HOW TO COMPLETE THIS TASK
Wherever the word "below" turns up in a line of the entries, copy that line.

··· RECORDS FOR THIS TASK ···

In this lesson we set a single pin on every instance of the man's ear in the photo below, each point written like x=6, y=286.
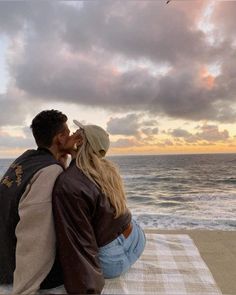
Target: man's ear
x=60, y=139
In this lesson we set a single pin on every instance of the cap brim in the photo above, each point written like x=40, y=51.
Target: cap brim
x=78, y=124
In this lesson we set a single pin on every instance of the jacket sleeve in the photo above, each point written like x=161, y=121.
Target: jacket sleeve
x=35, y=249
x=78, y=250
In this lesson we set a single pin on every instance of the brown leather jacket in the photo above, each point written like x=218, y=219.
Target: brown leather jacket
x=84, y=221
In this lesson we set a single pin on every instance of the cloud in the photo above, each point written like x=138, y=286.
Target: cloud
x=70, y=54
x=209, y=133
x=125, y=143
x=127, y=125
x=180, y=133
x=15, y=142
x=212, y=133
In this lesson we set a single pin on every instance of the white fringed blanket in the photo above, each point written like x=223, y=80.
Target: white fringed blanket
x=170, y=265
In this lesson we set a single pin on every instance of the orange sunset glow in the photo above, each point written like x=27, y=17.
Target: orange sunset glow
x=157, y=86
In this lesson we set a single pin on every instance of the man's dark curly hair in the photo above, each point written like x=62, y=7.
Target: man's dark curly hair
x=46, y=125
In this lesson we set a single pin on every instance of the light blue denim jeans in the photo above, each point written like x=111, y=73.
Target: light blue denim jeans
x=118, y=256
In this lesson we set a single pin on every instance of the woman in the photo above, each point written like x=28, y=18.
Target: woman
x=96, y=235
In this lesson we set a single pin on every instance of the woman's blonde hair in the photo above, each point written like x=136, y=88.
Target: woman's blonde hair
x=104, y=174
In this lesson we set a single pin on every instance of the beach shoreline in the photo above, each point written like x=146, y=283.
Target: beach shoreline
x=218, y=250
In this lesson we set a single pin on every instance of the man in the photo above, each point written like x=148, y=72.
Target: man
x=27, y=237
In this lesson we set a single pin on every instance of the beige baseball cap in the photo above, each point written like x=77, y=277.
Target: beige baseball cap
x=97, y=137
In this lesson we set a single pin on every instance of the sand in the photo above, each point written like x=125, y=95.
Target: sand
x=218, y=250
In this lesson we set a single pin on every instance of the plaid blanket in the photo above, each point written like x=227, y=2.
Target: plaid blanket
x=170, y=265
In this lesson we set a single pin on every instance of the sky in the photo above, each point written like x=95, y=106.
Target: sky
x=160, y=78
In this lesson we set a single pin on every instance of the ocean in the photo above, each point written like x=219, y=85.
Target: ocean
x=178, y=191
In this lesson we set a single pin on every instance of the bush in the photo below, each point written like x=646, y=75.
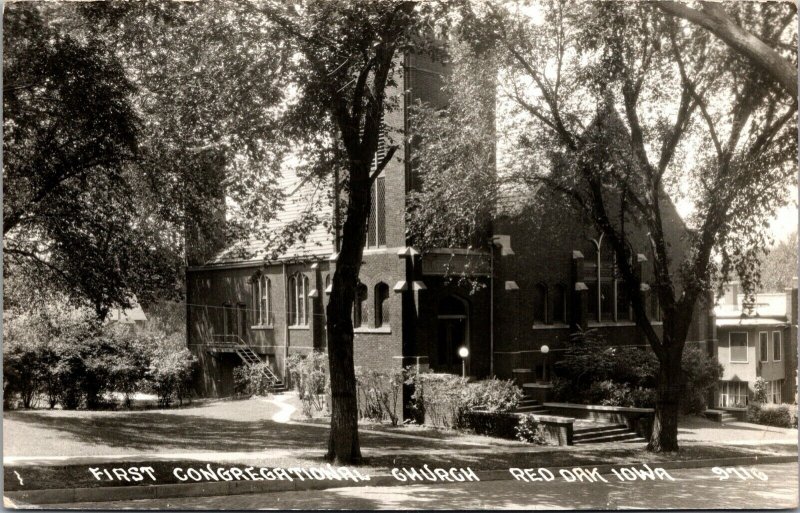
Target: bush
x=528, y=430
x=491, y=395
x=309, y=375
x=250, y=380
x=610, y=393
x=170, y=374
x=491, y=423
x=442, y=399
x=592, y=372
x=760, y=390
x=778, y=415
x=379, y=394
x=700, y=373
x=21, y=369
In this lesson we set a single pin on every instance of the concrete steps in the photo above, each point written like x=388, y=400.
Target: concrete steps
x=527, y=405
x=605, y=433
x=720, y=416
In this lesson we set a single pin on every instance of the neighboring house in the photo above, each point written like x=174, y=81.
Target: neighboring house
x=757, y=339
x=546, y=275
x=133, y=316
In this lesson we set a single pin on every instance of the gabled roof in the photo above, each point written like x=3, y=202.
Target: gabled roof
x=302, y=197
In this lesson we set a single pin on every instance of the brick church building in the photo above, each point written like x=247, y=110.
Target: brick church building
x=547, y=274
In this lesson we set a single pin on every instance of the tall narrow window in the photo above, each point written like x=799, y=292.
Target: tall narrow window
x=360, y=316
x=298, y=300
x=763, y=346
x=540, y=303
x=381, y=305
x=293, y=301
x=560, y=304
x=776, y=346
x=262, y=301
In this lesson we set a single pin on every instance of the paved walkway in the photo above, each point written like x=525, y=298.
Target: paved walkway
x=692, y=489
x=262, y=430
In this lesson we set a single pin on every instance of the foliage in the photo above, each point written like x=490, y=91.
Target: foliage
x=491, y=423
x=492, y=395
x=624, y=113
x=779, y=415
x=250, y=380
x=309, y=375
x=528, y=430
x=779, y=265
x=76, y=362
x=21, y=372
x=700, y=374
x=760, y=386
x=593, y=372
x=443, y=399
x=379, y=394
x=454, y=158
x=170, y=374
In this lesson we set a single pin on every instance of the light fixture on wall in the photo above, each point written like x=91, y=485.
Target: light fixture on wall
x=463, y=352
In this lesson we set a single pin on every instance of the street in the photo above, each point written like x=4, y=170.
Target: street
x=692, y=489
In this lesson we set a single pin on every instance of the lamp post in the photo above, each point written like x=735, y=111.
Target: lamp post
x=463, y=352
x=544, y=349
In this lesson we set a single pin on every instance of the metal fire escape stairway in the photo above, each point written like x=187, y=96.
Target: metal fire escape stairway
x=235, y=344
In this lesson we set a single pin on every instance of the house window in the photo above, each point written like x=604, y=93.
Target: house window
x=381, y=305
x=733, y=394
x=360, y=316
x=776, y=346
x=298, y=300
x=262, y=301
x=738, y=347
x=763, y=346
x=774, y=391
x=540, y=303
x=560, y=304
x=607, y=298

···

TASK SOLUTION
In this lesson we set a single pin on every instance of the man's ear in the photo below, each point written like x=6, y=286.
In this lesson we set a single pin on every instance of the bush in the photo below, each point written like x=646, y=75.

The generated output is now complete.